** Records for this exercise follows **
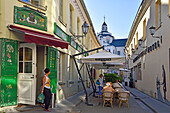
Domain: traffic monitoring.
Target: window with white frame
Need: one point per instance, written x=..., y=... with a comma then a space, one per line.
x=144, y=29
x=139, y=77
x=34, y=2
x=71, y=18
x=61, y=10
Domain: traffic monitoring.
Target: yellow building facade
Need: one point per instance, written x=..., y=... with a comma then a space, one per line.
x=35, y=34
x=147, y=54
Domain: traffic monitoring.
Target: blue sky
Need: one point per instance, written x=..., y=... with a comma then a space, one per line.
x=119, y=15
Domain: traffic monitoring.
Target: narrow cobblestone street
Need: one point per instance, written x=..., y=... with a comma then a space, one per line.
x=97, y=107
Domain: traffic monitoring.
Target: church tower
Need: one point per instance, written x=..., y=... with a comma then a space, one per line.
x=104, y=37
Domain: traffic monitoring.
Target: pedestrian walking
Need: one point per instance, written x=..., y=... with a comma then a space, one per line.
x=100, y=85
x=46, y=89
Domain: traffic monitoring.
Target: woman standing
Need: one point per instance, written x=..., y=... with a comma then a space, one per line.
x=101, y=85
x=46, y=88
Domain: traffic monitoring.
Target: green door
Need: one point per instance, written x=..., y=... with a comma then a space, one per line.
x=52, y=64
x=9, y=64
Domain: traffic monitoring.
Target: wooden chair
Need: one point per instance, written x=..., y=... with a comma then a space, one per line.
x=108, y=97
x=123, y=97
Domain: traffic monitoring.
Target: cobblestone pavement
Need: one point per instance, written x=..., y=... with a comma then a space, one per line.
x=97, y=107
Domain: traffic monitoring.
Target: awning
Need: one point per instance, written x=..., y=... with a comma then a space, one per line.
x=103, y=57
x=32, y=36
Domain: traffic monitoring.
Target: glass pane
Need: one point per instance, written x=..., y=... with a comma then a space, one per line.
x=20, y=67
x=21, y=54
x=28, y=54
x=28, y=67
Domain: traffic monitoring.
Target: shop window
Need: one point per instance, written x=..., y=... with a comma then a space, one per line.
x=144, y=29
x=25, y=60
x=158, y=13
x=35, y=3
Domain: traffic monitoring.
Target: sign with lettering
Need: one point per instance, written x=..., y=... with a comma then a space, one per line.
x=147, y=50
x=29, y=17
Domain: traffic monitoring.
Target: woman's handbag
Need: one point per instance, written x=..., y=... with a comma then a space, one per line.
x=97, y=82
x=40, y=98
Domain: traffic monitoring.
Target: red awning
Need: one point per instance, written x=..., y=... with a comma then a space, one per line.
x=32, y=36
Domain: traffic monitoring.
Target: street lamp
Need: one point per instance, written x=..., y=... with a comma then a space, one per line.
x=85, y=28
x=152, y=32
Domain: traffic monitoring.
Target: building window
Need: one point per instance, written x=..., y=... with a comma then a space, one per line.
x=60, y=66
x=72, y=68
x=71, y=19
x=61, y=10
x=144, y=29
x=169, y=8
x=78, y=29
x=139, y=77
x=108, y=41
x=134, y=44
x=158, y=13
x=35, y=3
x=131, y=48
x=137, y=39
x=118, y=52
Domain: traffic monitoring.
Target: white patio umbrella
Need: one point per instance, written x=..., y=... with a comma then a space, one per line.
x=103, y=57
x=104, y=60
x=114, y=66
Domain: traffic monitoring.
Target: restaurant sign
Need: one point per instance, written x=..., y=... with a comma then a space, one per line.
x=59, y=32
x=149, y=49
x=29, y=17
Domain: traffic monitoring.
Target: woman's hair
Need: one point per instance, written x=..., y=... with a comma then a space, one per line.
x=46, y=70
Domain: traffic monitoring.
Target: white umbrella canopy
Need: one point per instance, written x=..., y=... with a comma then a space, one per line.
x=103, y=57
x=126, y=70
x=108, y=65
** End of Records for this exercise **
What the exercise asks:
Tell how many lines in the data include the string "umbrella". Reply with the number and no other text.

Task result:
2